> _WHAT YOU HAVE TO DO_: Search the data below for the string "clicks". Extract every line that contains it.
EXTRACTED DATA Start Marker
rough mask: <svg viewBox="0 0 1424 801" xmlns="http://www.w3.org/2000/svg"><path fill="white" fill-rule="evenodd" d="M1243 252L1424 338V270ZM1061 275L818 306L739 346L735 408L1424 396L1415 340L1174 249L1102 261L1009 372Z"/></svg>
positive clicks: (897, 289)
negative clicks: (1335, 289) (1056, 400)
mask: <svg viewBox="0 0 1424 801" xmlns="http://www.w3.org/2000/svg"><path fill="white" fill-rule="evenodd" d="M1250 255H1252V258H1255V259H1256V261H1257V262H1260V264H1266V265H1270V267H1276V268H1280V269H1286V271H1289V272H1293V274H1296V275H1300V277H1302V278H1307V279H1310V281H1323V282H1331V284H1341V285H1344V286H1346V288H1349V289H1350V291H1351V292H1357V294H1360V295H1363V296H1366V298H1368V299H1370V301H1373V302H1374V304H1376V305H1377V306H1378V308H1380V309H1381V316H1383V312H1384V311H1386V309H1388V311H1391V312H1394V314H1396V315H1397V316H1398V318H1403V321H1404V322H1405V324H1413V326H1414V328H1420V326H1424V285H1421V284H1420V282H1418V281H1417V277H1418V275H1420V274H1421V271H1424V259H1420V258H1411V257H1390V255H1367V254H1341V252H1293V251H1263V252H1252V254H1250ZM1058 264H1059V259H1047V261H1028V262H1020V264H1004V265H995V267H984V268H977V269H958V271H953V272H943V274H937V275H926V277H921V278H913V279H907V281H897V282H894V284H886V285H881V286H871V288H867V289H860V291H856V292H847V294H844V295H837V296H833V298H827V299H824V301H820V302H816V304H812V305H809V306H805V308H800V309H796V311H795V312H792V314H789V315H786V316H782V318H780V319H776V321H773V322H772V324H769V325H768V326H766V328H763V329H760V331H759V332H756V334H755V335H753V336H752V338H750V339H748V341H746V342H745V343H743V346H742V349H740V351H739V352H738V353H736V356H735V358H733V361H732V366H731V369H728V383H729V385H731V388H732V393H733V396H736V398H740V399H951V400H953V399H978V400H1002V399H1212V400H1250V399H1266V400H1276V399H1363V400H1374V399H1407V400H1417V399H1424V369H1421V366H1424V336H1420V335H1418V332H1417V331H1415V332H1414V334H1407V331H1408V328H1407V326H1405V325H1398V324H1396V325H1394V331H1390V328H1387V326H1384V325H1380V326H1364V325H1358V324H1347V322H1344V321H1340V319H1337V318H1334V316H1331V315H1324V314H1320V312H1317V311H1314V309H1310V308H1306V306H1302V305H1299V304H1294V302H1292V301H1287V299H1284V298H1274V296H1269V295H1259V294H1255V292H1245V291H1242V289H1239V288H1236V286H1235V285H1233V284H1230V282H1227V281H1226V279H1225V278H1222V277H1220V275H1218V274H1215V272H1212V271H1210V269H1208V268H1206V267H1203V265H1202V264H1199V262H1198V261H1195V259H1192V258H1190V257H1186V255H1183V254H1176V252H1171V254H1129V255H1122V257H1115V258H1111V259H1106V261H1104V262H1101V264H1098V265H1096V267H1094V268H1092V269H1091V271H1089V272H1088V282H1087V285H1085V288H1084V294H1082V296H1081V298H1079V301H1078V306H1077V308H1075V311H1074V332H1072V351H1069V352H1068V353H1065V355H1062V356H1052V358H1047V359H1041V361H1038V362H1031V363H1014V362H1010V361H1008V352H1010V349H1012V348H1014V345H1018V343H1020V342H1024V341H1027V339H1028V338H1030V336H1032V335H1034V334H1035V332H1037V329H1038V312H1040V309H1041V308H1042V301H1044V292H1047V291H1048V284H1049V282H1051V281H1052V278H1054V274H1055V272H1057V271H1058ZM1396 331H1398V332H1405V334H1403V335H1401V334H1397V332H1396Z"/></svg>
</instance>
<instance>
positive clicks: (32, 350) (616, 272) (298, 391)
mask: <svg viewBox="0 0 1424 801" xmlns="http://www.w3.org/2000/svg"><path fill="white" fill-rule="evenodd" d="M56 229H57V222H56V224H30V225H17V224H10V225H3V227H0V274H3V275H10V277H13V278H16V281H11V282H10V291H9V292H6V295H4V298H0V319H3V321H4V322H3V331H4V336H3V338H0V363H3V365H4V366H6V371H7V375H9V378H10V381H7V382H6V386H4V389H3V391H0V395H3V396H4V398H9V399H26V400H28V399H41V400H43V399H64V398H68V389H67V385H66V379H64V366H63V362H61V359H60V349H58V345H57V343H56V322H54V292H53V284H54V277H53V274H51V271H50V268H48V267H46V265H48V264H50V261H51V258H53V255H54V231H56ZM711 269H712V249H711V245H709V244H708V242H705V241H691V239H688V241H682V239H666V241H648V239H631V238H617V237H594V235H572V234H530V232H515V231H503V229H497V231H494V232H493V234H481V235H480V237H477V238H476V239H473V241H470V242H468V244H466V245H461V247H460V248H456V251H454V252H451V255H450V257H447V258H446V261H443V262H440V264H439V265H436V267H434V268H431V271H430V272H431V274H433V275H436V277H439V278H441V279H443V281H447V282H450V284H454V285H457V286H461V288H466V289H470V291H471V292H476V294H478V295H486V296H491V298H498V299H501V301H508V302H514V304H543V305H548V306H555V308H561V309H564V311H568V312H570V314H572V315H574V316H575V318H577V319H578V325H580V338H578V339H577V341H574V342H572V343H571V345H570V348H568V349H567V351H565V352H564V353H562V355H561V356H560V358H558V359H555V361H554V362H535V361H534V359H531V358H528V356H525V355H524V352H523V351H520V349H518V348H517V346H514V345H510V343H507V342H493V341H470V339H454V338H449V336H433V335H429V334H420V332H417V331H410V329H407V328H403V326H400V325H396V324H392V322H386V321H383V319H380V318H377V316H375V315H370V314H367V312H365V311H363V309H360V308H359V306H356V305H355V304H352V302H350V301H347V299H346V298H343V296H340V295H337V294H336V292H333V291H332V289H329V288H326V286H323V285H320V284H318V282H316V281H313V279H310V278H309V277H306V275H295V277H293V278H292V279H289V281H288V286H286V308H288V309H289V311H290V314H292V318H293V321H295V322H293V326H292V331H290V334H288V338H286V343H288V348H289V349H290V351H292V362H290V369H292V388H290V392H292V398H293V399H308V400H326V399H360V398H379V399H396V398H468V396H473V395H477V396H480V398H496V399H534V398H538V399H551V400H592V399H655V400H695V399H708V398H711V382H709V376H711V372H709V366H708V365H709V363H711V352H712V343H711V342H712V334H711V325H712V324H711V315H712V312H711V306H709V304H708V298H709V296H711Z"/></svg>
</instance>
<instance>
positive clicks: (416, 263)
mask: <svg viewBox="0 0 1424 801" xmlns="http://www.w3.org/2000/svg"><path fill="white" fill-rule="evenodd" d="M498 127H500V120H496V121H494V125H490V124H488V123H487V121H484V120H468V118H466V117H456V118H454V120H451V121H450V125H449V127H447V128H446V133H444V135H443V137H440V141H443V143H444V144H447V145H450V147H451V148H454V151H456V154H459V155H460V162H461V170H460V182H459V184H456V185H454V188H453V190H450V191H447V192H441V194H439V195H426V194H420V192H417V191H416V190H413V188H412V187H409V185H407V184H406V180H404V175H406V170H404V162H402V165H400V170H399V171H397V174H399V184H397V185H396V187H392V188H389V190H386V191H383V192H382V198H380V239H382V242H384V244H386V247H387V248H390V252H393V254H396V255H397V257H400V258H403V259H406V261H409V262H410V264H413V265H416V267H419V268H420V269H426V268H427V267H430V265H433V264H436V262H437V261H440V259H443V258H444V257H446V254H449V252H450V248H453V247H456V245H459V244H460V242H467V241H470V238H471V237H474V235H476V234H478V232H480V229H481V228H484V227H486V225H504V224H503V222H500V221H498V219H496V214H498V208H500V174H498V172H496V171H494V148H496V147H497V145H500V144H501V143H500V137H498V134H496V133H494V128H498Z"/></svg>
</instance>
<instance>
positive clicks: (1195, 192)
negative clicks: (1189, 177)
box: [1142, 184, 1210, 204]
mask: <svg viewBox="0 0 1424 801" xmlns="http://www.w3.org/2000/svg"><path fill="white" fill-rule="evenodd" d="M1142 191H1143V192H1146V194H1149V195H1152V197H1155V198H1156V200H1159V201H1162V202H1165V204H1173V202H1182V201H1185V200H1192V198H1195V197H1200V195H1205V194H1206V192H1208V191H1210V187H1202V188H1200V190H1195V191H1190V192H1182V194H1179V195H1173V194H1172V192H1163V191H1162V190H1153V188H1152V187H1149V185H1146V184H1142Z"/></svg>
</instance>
EXTRACTED DATA End Marker
> _SOLUTION TO THIS PROBLEM_:
positive clicks: (897, 289)
negative clicks: (1335, 289) (1056, 400)
positive clicks: (32, 350) (616, 272) (298, 391)
positive clicks: (416, 263)
positive clicks: (1195, 192)
negative clicks: (1189, 177)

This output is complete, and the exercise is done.